◆ Required task
Copy out the records word for word, from their first line down to and including the line that contains "[294,101,456,400]".
#### Material for the task ####
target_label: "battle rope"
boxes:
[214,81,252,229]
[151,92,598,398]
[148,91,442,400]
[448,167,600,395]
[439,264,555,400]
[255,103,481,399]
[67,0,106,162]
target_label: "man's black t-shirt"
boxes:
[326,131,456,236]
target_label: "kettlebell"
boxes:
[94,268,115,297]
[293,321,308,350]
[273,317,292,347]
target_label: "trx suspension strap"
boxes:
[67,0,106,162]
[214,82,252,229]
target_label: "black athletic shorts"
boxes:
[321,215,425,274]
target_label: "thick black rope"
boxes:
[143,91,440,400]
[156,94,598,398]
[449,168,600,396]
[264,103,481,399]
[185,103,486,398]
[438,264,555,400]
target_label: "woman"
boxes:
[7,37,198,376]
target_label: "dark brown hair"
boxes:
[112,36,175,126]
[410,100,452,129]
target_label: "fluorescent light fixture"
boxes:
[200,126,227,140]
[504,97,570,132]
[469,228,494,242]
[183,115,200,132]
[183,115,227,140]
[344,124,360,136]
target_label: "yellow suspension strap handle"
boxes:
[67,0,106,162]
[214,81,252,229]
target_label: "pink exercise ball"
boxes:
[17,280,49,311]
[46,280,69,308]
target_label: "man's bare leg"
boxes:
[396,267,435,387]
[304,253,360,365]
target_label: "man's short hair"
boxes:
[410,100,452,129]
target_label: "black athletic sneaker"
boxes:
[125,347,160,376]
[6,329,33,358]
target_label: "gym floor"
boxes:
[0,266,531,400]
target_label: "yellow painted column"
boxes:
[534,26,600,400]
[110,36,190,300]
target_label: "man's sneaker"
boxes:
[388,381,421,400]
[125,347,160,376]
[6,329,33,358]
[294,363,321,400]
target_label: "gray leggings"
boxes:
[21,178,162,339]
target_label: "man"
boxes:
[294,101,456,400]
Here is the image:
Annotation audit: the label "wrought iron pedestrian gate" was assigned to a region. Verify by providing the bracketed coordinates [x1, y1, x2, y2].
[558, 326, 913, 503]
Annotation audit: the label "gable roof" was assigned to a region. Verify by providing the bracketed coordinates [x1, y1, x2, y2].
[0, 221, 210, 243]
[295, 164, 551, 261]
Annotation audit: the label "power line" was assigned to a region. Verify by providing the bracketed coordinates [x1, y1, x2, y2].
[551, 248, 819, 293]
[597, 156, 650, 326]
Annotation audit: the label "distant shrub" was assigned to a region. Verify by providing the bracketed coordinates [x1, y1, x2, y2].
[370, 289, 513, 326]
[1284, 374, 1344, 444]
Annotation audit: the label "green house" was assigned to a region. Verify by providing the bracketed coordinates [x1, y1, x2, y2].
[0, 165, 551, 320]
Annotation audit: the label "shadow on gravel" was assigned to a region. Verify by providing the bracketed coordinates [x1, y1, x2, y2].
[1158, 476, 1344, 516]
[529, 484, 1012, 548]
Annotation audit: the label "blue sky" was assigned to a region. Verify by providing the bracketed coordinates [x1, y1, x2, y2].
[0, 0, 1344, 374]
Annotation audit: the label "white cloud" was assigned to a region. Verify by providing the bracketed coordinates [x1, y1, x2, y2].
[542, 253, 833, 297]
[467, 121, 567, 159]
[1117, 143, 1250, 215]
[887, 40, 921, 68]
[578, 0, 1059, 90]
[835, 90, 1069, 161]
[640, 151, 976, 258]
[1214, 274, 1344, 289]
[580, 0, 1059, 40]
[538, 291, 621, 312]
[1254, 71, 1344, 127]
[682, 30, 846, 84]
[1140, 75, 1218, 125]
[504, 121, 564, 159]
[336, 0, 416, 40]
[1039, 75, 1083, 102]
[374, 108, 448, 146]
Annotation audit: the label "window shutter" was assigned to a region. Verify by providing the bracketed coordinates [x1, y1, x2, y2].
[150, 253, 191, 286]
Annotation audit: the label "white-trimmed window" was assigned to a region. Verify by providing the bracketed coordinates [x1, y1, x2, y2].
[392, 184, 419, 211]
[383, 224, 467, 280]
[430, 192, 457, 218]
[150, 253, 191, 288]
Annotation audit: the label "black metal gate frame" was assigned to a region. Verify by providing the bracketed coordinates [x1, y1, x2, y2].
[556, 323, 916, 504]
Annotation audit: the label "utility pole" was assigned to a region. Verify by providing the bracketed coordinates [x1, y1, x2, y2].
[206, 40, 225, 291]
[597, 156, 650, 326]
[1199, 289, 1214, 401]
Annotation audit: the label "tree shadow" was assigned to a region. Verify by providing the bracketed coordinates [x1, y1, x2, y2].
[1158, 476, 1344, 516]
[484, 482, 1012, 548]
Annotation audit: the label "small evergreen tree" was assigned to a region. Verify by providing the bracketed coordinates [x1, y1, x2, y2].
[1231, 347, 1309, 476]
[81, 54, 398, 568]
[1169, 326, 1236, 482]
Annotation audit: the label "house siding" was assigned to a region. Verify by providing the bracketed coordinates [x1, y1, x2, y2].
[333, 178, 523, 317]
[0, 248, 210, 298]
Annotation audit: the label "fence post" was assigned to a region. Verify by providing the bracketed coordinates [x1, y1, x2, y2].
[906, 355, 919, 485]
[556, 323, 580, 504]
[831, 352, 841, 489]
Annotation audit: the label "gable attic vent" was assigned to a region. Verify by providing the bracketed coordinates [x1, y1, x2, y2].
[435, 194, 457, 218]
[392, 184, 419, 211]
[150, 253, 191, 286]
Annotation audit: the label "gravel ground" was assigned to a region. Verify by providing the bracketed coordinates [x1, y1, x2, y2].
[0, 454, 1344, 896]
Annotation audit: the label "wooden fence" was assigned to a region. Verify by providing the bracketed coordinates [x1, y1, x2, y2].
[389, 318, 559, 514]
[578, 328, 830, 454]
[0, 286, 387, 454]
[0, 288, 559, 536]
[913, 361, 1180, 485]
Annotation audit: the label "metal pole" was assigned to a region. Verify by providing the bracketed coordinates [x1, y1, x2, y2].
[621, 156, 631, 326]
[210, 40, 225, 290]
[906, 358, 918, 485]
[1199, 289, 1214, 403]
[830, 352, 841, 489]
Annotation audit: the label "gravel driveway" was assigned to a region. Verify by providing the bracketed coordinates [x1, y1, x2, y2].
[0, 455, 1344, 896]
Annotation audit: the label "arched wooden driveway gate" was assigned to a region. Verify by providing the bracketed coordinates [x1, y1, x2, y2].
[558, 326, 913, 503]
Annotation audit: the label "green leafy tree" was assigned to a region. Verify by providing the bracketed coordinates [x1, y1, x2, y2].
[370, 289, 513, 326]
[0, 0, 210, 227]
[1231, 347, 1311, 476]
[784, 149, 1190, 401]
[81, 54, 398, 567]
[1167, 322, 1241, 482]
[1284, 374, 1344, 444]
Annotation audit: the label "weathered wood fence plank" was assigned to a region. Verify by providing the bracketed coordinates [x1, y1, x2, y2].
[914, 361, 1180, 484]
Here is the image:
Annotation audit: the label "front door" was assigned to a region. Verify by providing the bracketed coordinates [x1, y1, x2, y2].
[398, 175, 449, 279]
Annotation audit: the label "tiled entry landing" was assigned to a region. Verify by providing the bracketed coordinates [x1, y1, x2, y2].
####
◆ Task solution
target_label: "battle rope"
boxes:
[214,81,252,229]
[151,92,598,398]
[148,91,442,400]
[448,167,600,395]
[439,264,555,400]
[255,103,481,399]
[67,0,106,162]
target_label: "man's black t-shirt"
boxes:
[326,131,456,236]
target_label: "kettlebell"
boxes:
[94,268,115,297]
[293,321,308,350]
[273,317,292,347]
target_label: "trx suspension strap"
boxes:
[67,0,106,162]
[214,82,252,229]
target_label: "black athletic shorts"
boxes:
[321,215,425,274]
target_label: "thick black rope"
boxes:
[143,91,440,400]
[156,94,598,398]
[449,168,600,396]
[264,103,481,399]
[185,103,486,398]
[438,264,555,400]
target_label: "woman"
boxes:
[7,37,198,376]
target_label: "dark brown hair"
boxes:
[112,36,175,126]
[410,100,452,129]
target_label: "fluorescent light fixture"
boxes:
[200,126,227,140]
[504,97,570,132]
[469,228,494,242]
[183,115,200,132]
[183,115,227,140]
[344,124,360,136]
target_label: "yellow suspension strap handle"
boxes:
[67,0,106,162]
[214,81,252,229]
target_label: "pink exercise ball"
boxes:
[17,280,49,311]
[46,280,69,308]
target_label: "man's bare leg"
boxes:
[396,267,435,387]
[304,253,360,365]
target_label: "man's short hair"
boxes:
[410,100,452,129]
target_label: "black athletic sneaker"
boxes:
[125,347,160,376]
[6,329,33,358]
target_label: "gym floor"
boxes:
[0,266,531,400]
target_label: "yellow painted column"
boxes:
[534,26,600,400]
[110,36,190,300]
target_label: "man's sneaker"
boxes:
[388,381,421,400]
[125,347,160,376]
[6,329,33,358]
[294,363,321,400]
target_label: "gray leggings"
boxes:
[21,178,162,339]
target_label: "man"
boxes:
[294,101,456,400]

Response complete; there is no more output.